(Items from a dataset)
# # # # # # #

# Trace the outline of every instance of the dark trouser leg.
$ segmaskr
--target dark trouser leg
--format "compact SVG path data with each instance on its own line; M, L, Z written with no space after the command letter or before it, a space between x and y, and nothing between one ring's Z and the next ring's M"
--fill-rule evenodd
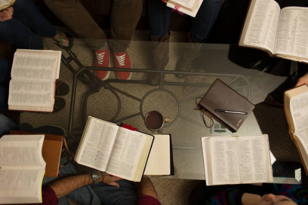
M43 38L14 17L10 20L0 22L0 38L7 40L18 48L44 49Z
M107 38L97 25L78 0L44 0L48 8L80 37L85 38L92 49L103 47Z
M201 42L206 38L218 15L221 0L203 1L196 17L192 18L192 39Z
M113 0L109 45L114 52L124 52L129 44L142 11L143 0Z
M171 8L161 0L151 0L146 1L146 9L150 36L162 36L168 33Z
M55 28L51 26L31 0L16 0L13 5L13 16L41 37L53 37Z

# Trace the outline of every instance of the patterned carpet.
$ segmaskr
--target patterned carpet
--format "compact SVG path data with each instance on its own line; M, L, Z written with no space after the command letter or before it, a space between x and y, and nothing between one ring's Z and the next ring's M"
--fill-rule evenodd
M150 47L149 43L146 42L147 40L147 31L137 31L133 38L133 40L131 43L128 49L128 52L134 68L140 69L146 68L148 66L149 62L150 61L151 56L149 52ZM171 42L183 41L185 36L185 34L182 32L172 32L170 41ZM48 42L47 46L50 49L59 49L59 48L53 43L53 42ZM184 49L184 46L177 44L170 44L169 61L165 70L175 69L177 62L180 56L178 53L179 51ZM215 48L216 49L214 49ZM225 73L225 71L228 70L228 69L232 71L229 72L232 73L233 76L221 75L220 78L225 82L234 84L233 85L237 88L238 91L247 95L253 103L258 104L262 101L268 93L274 90L284 80L285 77L274 76L257 71L244 69L230 63L226 57L227 48L227 45L221 45L219 48L213 47L213 50L205 50L204 52L209 52L208 58L204 59L206 60L207 62L204 64L204 66L206 67L205 69L209 73L223 73L224 72ZM82 41L75 39L72 50L76 54L78 59L83 65L92 66L93 61L93 52L90 50ZM63 51L63 55L66 57L68 56L67 53L65 51ZM224 56L224 60L218 61L217 59L221 59L222 56ZM112 65L112 64L111 61L111 65ZM72 63L72 66L75 69L78 68L78 65L74 63ZM229 71L227 71L226 73L228 73ZM203 79L202 83L210 84L219 75L209 75L206 78ZM239 77L234 77L234 76ZM65 82L71 88L73 83L72 76L72 72L65 65L62 64L60 80ZM111 72L110 78L116 78L114 72ZM132 79L146 80L146 76L145 73L134 73ZM185 79L178 79L174 75L171 74L166 74L165 79L173 82L184 82L185 80ZM170 118L171 121L175 121L172 126L164 128L163 132L172 133L176 171L178 171L180 174L179 174L179 178L182 179L154 177L151 177L151 180L156 187L159 199L162 204L188 204L188 197L190 191L194 186L199 183L199 181L184 179L202 178L202 174L200 174L200 172L196 171L204 169L202 161L202 155L199 153L200 145L199 142L201 136L210 134L210 129L200 126L202 125L203 122L200 113L197 111L192 111L195 106L194 97L203 95L206 92L206 88L205 87L189 87L188 88L189 91L187 93L184 90L187 89L186 87L165 85L165 88L175 94L177 99L182 103L178 104L176 100L177 99L175 98L174 96L170 94L170 93L164 91L153 92L148 94L147 98L144 99L142 106L141 106L140 101L138 99L142 99L143 96L150 91L159 88L158 86L152 87L147 84L118 83L112 83L110 85L117 88L117 89L129 93L134 97L134 98L133 98L120 92L117 92L121 100L121 112L117 116L115 121L140 112L144 115L147 112L154 110L159 111L163 113L164 116ZM83 82L78 80L76 88L76 100L72 125L74 129L79 130L74 132L74 135L78 138L81 136L83 130L82 112L84 108L84 99L86 96L85 94L89 90L89 87ZM183 90L184 91L183 91ZM65 99L66 105L64 109L60 112L51 114L24 112L21 115L21 124L29 122L34 127L45 125L54 125L64 128L67 132L69 127L68 119L70 109L71 96L71 89L68 94L61 97ZM190 99L185 101L185 99ZM85 110L85 116L91 115L108 120L112 119L117 114L118 106L118 101L114 94L110 90L102 88L98 92L89 97L86 105L87 108ZM178 115L179 110L181 110L180 116ZM257 112L260 112L259 113L271 113L271 112L273 110L272 108L267 107L265 106L260 109L256 108L256 111ZM255 114L257 116L257 118L258 121L261 120L264 122L265 124L267 123L267 125L269 125L268 122L273 120L273 119L270 119L265 116L262 117L262 114L255 113ZM254 116L252 116L252 117L254 119ZM277 123L281 120L285 120L284 118L282 119L281 113L279 115L275 114L272 116L275 117L275 121ZM84 121L85 119L85 118L83 119ZM194 121L194 123L189 124L192 120ZM151 133L145 127L142 115L140 114L121 120L120 122L132 125L134 127L138 127L139 130L141 131ZM185 127L185 129L182 129L183 125L187 125ZM271 126L270 126L268 127L271 127ZM277 130L279 130L279 128L276 128ZM263 131L262 127L261 128ZM258 126L255 127L255 129L256 133L260 132ZM266 132L270 134L268 131ZM284 130L283 132L285 132L285 130ZM278 133L275 133L274 132L271 133L271 137L274 135L279 135L282 137L282 135L277 134ZM288 137L287 133L285 134L283 137L287 138ZM72 152L74 153L74 150L78 145L78 142L69 136L67 137L69 146ZM272 144L275 144L277 138L276 137L274 137L274 138L275 139L271 141L271 146ZM288 138L290 139L290 137ZM276 147L278 147L277 149L279 150L279 148L281 148L280 147L281 145L280 144L276 145ZM188 150L190 150L190 152L193 152L190 156L200 157L197 160L192 158L186 158L187 160L196 160L194 163L195 163L196 167L195 169L187 167L185 161L181 161L182 155L186 154L186 152L183 152L184 147L188 148ZM294 149L293 148L291 148L290 149ZM189 150L189 149L190 149ZM198 153L196 154L195 152ZM197 155L196 155L196 154ZM294 155L294 157L292 157L293 159L297 157L295 154ZM196 157L193 158L196 158ZM168 190L168 192L166 190Z

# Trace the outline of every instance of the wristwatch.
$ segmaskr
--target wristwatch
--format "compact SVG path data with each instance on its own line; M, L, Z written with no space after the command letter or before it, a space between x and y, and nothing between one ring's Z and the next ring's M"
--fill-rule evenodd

# # # # # # #

Challenge:
Repeat all of the lines above, replacing "patterned carpet" with "woven rug" wherever it occurs and leaving everything else unchanged. Leave the pictures out.

The completed task:
# Trace the outline of every instance of the dark trouser leg.
$ segmaskr
--target dark trouser leg
--format "compact SVG path data with each instance on its own line; M, L, Z written with no space after the command letter or before it, a space between x and y, and nothing between one ring's Z and the next ring's M"
--fill-rule evenodd
M43 38L14 17L10 20L0 22L0 38L7 40L18 48L44 49Z
M107 38L97 25L78 0L44 0L48 8L80 37L85 38L92 49L103 47Z
M201 42L206 38L218 15L221 0L203 1L196 17L192 18L192 39Z
M113 0L109 45L114 52L124 52L129 44L142 11L143 0Z
M171 8L161 0L151 0L146 1L146 9L150 36L162 36L168 33Z
M55 28L51 26L31 0L16 0L13 5L13 16L41 37L53 37Z

# Trace the outline of every instance of the woven rug.
$ segmaskr
--target woven rug
--format "compact SVG path data with each instance on its own line; M, L, Z written with no space after the command letter or before it, a space between x and y, and nothing between one ring's Z and the next ring's M"
--fill-rule evenodd
M150 47L149 43L146 42L147 40L147 31L137 31L133 38L133 40L131 43L128 49L128 52L134 68L140 69L146 68L148 66L149 62L150 61L151 56L149 52ZM171 42L183 41L185 36L185 34L182 32L172 32L170 41ZM48 42L47 46L50 49L59 49L59 48L53 43L53 42ZM184 49L184 46L177 44L170 44L169 61L165 70L175 69L177 62L180 56L178 53L179 51ZM215 48L216 49L214 49ZM225 73L225 71L228 70L228 69L232 71L229 72L232 73L233 76L221 75L220 78L225 82L234 84L233 85L237 88L238 91L247 95L253 103L258 104L262 101L268 93L274 90L284 80L285 77L274 76L257 71L244 69L230 63L226 57L227 48L227 45L221 45L219 48L213 47L213 50L205 50L204 52L209 52L208 58L204 59L206 60L207 62L204 64L204 66L206 67L205 69L209 73L223 73L224 72ZM82 41L75 39L72 50L76 54L78 59L83 65L92 66L93 61L93 52L90 50ZM63 51L63 55L66 57L68 56L67 53L65 51ZM224 56L224 60L218 61L217 59L221 59L222 56ZM112 65L112 64L111 61L111 65ZM72 63L72 66L75 69L78 68L78 65L74 63ZM229 71L227 71L226 73L228 73ZM203 79L202 83L210 84L219 75L209 75L206 78ZM239 77L234 77L234 76ZM65 82L71 88L73 83L72 76L72 72L65 65L62 64L60 80ZM111 72L110 78L116 78L114 72ZM132 79L146 80L146 76L145 73L134 73ZM185 79L178 79L174 75L171 74L166 74L165 79L173 82L184 82L185 80ZM170 118L171 121L175 121L172 126L164 128L163 132L172 133L176 171L178 171L180 174L179 174L179 178L182 179L154 177L151 177L151 180L156 187L159 199L162 204L188 204L188 197L190 191L194 186L199 183L199 181L184 179L202 178L202 174L200 174L200 172L196 171L204 169L202 161L202 155L199 153L200 145L199 142L201 136L210 134L210 129L200 126L202 125L203 122L200 113L197 111L192 111L195 106L194 97L203 95L206 92L206 88L205 87L189 87L188 88L189 91L187 93L184 90L187 89L186 87L165 85L165 88L175 94L177 99L182 103L178 104L176 100L177 99L175 98L174 96L170 94L170 93L164 91L153 92L148 94L147 98L144 99L142 106L141 106L140 101L138 99L142 99L143 96L150 91L159 88L158 86L152 87L147 84L118 83L112 83L110 85L117 88L117 89L129 93L134 97L134 98L133 98L120 92L117 92L121 100L121 112L117 116L115 121L140 112L144 115L147 112L154 110L159 111L163 113L164 116ZM83 82L78 80L76 88L76 100L72 125L74 129L79 130L74 132L74 135L78 138L81 136L83 130L82 112L84 108L84 99L86 96L85 94L89 90L89 87ZM183 90L184 91L183 91ZM65 99L66 105L64 109L60 112L51 114L24 112L21 115L21 124L29 122L34 127L45 125L54 125L64 128L67 132L69 127L68 119L70 109L71 96L71 89L68 94L61 97ZM190 99L185 101L185 99ZM85 110L85 116L91 115L108 120L112 119L117 114L118 106L118 101L114 94L110 90L102 88L98 92L89 97L86 105L87 108ZM178 115L179 110L181 110L180 116ZM257 112L260 112L259 113L271 113L271 112L273 110L272 108L267 107L265 106L260 109L256 108L256 111ZM255 114L257 116L257 118L258 121L261 120L264 122L265 124L267 123L267 125L269 125L268 122L273 120L273 119L270 119L265 116L262 117L262 114L255 113ZM254 116L252 116L252 117L254 119ZM277 123L281 120L285 120L284 118L282 119L281 113L279 115L275 114L272 116L275 117L275 121ZM84 121L85 119L85 118L83 119ZM194 121L194 123L189 124L192 120ZM151 133L145 127L142 115L140 114L121 120L120 122L132 125L134 127L138 127L139 130L141 131ZM185 127L185 129L182 129L183 125L187 125ZM271 126L270 126L268 127L271 127ZM277 130L279 130L279 128L276 128ZM263 131L262 127L261 128ZM258 126L255 127L255 129L256 133L260 132ZM266 132L270 134L268 131ZM284 130L283 132L285 132L285 130ZM278 133L275 133L274 132L271 133L271 137L274 135L279 135L282 137L282 135L277 134ZM288 137L287 133L285 134L283 137L287 138ZM72 152L74 153L74 150L78 145L78 142L69 136L67 137L69 146ZM272 144L275 144L277 138L276 137L274 137L274 138L275 139L271 141L271 146ZM288 138L290 139L290 137ZM276 147L278 147L277 149L279 150L279 148L281 148L280 147L281 145L280 144L276 145ZM188 150L190 150L190 152L193 152L190 156L200 157L197 160L192 158L186 158L187 160L196 160L194 163L195 163L196 167L195 169L187 167L185 161L181 161L182 155L186 154L186 152L183 152L184 147L188 148ZM294 149L293 148L291 148L290 149ZM189 150L189 149L190 149ZM198 153L196 154L195 152ZM197 155L196 155L196 154ZM294 155L294 157L292 157L293 159L297 157L295 154ZM196 157L193 158L196 158ZM168 190L168 192L166 190Z

# Trace the outline of every instance of the wristwatch.
$ segmaskr
--target wristwatch
--format "compact SVG path data with each instance on its own line; M, L, Z written with no space after the command letter or before it, a space between x and y, and nothing between one ring's Z and the next ring's M"
--fill-rule evenodd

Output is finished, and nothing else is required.